• What to do: Would you return the data below exactly as it stands, with every picture left out?

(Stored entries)
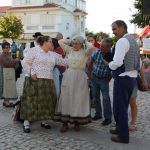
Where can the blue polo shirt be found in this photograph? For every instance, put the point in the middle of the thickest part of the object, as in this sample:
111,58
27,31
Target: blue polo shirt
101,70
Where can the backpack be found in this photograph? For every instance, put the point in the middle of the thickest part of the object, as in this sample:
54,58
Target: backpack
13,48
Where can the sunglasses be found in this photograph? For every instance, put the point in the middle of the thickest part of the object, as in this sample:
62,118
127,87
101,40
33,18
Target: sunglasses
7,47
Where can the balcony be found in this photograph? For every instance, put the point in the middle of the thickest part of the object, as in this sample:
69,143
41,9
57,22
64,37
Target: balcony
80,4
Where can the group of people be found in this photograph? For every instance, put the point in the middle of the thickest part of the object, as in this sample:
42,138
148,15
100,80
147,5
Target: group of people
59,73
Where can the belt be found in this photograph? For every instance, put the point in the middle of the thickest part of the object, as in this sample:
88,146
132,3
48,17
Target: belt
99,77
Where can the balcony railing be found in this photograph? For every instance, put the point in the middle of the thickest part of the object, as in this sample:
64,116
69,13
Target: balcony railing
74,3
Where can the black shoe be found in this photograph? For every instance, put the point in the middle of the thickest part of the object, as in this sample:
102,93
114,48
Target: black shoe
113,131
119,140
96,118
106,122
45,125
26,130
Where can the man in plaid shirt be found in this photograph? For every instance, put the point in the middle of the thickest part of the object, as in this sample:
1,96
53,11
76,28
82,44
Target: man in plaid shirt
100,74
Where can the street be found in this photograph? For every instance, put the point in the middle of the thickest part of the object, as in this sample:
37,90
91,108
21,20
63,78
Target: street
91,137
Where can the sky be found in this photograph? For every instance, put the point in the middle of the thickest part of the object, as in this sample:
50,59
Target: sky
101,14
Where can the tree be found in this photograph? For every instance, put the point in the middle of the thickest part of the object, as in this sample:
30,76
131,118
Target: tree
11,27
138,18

• Response to the exercise:
Where can the blue polo shirt be found in this photograph? For every instance, put the point in the middle of the thickest part of the object, as in this sample:
111,58
27,31
Target: blue polo shirt
101,70
Where can the backpack be found in this photograph? For every instance, put the point in the middle of the thickest part of the object, as in this sample:
54,58
Target: backpack
13,48
Where can the sunglasses be found in this photograph? For every instance, put the point in the middle of the thickest part of the object, as in this sample:
62,118
127,87
101,40
33,18
Target: sunglasses
7,47
Where can the balcony be found in this photograph? For every instance, put the point in the middle of the thickest part of the object, as in this sample:
69,143
41,9
57,22
64,37
Target: balcony
80,4
Where can the group of people be found in this photograph? For every instance, put the point in the middle of the thickest part of the object, as in this sample:
42,138
148,15
100,80
147,5
Target: group of people
59,73
Where can the belt be found in this photograph? For every instance, put the point in the middle of the thickest part of the object, as in this sample:
88,146
132,3
48,17
Target: belt
99,77
Where can the balcony railing be found in this photograph? For every instance, put the point in the middle of the thickest part of the object, as in this sample:
64,116
69,13
Target: balcony railing
74,3
Where can the black shoe be found in this photograph? For every instance, put the point in the middle of the thickest part of the object, as in this sample:
102,93
114,48
Target: black shoe
113,131
119,140
96,118
106,122
45,125
26,130
Where can the man in plaid shirt be found in this photograph? For every instance, put the point in the middle of the thickest part of the object, as in this sample:
1,96
53,11
76,28
82,44
Target: man in plaid shirt
100,74
Where can the street be found in this photograph? For every instance, put the point in the middle of the thickest part of the object, as in this sample:
37,90
91,108
21,20
63,78
Target: street
91,137
Where can the sky be found in this photograph? For every instance, put the point in the middle of the thickest part of the object, as in this sample:
50,59
Target: sky
101,14
Where can the tree be found in this photograph? For every instance, put the point in the middle of the thickest part of the object, as in this sample:
30,76
131,118
Target: tree
11,27
138,18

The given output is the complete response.